Dalam hidup, hanya stadion sepakbola tempat saya bernyanyi lagu Indonesia Raya dengan lantang. Tanyakan juga pada ribuan orang Indonesia lainnya (kecuali kaum militer tentunya), kapan terakhir mereka dengan sukarela menyebut-nyebut nama Indonesia dengan rasa bangga, memuja Burung Garuda setinggi langit hanya sepersekian detik setelah mereka menyanyikan lagu kebangsaan dengan linangan air mata di pipi. Gelegar nama Indonesia saat itu jauh melampau dari apa yang pernah dibayangkan kebanyakan orang Indonesia yang kebanyakan memang sudah skeptis pada bangsa ini. Saya bahkan percaya, hanya di saat itulah Presiden kita Susilo Bambang Yudhoyono bisa menemukan pemandangan yang saya percaya juga menggetarkan dirinya .

Materi yang disediakan:
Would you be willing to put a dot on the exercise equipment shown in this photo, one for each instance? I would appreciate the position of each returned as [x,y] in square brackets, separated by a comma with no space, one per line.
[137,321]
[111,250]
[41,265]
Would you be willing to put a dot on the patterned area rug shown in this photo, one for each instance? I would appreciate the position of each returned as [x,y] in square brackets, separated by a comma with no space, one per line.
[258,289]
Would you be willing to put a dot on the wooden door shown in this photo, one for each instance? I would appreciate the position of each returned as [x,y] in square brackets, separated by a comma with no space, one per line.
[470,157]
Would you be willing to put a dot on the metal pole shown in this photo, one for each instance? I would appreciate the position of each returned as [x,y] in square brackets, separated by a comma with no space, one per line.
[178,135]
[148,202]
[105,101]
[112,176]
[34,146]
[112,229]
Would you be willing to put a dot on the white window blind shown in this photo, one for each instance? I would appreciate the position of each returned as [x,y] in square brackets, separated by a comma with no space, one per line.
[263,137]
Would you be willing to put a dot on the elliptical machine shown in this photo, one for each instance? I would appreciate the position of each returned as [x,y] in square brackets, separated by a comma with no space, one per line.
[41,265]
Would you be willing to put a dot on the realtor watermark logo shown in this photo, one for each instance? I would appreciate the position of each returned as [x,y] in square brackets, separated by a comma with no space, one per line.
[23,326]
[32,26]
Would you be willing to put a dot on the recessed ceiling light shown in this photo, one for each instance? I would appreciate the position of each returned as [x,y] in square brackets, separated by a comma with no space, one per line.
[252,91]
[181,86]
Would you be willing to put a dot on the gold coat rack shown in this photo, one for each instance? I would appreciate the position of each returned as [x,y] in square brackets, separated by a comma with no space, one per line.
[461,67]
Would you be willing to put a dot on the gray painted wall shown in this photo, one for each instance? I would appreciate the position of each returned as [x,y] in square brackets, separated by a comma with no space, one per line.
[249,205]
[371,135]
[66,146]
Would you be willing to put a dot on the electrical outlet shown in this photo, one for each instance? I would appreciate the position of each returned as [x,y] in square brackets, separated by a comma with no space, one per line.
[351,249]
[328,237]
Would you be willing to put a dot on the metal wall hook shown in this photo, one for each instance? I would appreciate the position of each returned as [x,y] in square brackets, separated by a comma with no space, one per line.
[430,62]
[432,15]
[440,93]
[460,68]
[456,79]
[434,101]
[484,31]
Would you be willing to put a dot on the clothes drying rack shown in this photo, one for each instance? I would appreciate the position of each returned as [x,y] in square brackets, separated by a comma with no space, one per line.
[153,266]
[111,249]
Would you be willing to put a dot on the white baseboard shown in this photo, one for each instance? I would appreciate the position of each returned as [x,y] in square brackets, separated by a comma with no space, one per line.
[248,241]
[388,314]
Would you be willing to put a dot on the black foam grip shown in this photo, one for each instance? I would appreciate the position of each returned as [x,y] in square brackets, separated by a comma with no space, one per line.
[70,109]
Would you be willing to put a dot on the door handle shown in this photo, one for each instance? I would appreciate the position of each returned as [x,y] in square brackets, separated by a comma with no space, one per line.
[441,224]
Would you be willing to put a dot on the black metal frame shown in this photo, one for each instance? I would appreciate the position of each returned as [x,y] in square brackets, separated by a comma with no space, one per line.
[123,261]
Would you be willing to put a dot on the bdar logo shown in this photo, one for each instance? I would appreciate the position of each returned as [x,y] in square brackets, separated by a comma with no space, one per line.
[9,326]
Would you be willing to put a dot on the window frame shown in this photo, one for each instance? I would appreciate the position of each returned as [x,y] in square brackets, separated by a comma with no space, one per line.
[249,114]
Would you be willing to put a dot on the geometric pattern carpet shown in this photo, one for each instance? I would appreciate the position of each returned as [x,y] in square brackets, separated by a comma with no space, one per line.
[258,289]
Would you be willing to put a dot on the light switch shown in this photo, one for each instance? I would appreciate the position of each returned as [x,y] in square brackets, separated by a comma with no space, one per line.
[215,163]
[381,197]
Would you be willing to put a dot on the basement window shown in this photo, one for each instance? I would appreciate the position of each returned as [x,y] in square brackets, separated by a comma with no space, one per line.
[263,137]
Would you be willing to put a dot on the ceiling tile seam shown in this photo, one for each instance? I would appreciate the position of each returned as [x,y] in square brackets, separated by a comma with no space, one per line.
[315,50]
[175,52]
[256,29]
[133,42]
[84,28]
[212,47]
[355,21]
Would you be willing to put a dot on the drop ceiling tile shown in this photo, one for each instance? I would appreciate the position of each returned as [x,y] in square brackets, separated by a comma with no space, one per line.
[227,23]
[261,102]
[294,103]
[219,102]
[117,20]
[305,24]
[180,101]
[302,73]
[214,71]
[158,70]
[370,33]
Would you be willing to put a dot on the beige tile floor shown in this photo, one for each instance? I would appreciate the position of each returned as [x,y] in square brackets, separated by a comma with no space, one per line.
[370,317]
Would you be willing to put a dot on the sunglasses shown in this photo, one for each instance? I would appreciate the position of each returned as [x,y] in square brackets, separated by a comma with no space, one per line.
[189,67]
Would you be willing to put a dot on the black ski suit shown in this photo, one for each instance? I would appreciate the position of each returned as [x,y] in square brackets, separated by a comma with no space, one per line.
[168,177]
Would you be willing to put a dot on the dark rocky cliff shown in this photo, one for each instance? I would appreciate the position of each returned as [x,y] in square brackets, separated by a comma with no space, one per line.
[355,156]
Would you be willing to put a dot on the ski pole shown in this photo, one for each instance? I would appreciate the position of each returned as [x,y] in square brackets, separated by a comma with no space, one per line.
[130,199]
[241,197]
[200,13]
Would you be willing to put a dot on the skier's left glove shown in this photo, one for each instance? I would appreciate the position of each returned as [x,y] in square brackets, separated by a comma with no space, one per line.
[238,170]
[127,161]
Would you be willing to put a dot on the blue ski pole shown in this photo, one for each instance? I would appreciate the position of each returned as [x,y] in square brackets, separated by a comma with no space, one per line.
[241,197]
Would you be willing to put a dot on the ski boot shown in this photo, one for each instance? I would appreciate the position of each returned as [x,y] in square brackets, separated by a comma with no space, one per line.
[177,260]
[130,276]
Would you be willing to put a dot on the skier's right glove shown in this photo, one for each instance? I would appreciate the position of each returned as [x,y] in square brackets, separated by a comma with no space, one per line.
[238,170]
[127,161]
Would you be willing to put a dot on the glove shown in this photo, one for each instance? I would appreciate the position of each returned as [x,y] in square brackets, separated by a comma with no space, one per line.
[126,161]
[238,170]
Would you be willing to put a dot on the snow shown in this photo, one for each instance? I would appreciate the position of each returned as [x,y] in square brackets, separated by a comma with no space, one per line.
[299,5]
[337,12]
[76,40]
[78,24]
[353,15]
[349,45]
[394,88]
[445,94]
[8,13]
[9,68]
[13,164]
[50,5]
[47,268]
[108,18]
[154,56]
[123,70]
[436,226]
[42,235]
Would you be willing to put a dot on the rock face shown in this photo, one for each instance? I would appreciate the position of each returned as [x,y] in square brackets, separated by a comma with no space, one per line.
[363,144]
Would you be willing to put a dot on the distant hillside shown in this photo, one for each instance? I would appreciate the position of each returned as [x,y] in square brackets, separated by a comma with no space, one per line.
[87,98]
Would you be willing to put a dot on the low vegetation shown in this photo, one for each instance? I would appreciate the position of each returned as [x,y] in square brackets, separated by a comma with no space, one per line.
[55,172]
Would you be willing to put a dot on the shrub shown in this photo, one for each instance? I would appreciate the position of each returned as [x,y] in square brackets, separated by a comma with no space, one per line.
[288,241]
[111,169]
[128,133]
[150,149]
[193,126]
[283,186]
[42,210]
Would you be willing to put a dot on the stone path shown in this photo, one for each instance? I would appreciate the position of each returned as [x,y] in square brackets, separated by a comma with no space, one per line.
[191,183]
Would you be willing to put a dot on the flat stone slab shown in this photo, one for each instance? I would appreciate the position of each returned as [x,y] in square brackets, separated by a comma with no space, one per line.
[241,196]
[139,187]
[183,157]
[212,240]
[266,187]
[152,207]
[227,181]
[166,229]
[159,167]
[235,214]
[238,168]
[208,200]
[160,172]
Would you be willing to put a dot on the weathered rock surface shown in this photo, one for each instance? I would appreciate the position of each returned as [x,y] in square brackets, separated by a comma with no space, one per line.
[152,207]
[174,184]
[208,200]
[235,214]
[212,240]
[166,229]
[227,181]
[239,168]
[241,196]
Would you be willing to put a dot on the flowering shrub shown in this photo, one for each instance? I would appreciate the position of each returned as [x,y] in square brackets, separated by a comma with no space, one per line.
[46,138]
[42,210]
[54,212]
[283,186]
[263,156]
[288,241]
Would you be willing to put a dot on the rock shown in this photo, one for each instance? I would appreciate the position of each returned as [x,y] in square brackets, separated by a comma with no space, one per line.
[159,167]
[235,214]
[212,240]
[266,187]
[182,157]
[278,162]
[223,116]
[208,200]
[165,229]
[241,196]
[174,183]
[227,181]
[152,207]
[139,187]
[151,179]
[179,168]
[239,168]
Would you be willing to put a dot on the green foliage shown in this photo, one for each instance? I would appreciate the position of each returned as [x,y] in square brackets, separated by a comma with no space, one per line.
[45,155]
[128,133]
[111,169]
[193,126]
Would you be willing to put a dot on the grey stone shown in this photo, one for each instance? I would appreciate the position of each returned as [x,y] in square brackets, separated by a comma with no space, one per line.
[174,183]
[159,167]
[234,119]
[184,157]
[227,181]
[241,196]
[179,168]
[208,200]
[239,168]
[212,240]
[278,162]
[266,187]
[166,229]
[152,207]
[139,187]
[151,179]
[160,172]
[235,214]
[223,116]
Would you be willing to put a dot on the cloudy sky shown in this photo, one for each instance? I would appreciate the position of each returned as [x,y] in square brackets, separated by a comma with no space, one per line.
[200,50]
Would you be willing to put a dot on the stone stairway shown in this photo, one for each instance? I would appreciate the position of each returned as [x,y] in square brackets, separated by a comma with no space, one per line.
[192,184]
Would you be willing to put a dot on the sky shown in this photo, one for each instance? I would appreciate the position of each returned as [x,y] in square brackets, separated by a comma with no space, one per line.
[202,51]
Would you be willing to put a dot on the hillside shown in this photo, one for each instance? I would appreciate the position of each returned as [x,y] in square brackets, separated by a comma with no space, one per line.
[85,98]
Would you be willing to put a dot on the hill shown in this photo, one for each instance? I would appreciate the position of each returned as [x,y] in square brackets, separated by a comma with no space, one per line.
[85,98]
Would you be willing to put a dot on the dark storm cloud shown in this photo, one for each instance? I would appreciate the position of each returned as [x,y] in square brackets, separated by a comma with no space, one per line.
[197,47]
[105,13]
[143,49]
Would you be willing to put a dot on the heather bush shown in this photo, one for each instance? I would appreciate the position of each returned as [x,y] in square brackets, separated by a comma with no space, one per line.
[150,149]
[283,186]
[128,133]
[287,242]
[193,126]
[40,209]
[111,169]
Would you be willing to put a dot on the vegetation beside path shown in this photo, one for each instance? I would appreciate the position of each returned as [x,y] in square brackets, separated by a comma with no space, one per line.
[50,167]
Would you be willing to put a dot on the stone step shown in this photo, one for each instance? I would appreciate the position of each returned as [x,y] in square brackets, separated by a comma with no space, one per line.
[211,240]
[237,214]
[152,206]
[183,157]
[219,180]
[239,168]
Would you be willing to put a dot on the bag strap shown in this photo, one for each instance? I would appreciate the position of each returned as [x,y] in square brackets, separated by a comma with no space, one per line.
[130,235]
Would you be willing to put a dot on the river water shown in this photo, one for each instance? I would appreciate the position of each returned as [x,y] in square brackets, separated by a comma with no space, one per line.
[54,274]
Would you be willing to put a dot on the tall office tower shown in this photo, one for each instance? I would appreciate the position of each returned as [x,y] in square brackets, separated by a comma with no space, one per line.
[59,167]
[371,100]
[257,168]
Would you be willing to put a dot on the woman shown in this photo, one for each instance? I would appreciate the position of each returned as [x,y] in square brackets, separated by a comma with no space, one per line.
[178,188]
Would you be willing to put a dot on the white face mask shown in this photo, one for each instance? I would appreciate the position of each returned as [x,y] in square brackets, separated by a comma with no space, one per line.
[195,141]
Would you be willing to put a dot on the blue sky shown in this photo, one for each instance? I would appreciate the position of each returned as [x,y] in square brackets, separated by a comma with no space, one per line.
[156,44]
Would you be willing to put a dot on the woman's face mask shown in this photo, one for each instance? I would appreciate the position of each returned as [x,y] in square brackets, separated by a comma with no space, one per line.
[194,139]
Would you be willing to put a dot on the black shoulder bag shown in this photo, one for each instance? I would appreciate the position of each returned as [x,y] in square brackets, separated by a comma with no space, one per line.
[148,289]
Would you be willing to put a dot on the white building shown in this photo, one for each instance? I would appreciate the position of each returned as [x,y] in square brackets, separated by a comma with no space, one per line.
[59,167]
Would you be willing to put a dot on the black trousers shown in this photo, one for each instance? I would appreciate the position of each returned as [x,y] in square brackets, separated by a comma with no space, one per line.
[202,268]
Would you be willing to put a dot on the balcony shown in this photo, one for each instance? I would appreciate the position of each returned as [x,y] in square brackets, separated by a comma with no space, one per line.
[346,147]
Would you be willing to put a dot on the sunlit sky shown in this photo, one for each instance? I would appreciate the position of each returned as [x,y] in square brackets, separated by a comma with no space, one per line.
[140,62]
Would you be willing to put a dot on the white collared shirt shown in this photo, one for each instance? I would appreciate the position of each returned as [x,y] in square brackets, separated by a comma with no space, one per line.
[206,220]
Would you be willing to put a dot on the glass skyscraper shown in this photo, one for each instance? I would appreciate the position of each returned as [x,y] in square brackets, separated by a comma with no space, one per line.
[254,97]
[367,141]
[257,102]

Kerjakan ini: Salin kata demi kata bagian teks terpilih di antara "Dalam hidup, hanya" dan "menggetarkan dirinya .", termasuk kedua bagian itu.

Jawaban tugas:
Dalam hidup, hanya stadion sepakbola tempat saya bernyanyi lagu Indonesia Raya dengan lantang. Tanyakan juga pada ribuan orang Indonesia lainnya (kecuali kaum militer tentunya), kapan terakhir mereka dengan sukarela menyebut-nyebut nama Indonesia dengan rasa bangga, memuja Burung Garuda setinggi langit hanya sepersekian detik setelah mereka menyanyikan lagu kebangsaan dengan linangan air mata di pipi. Gelegar nama Indonesia saat itu jauh melampau dari apa yang pernah dibayangkan kebanyakan orang Indonesia yang kebanyakan memang sudah skeptis pada bangsa ini. Saya bahkan percaya, hanya di saat itulah Presiden kita Susilo Bambang Yudhoyono bisa menemukan pemandangan yang saya percaya juga menggetarkan dirinya .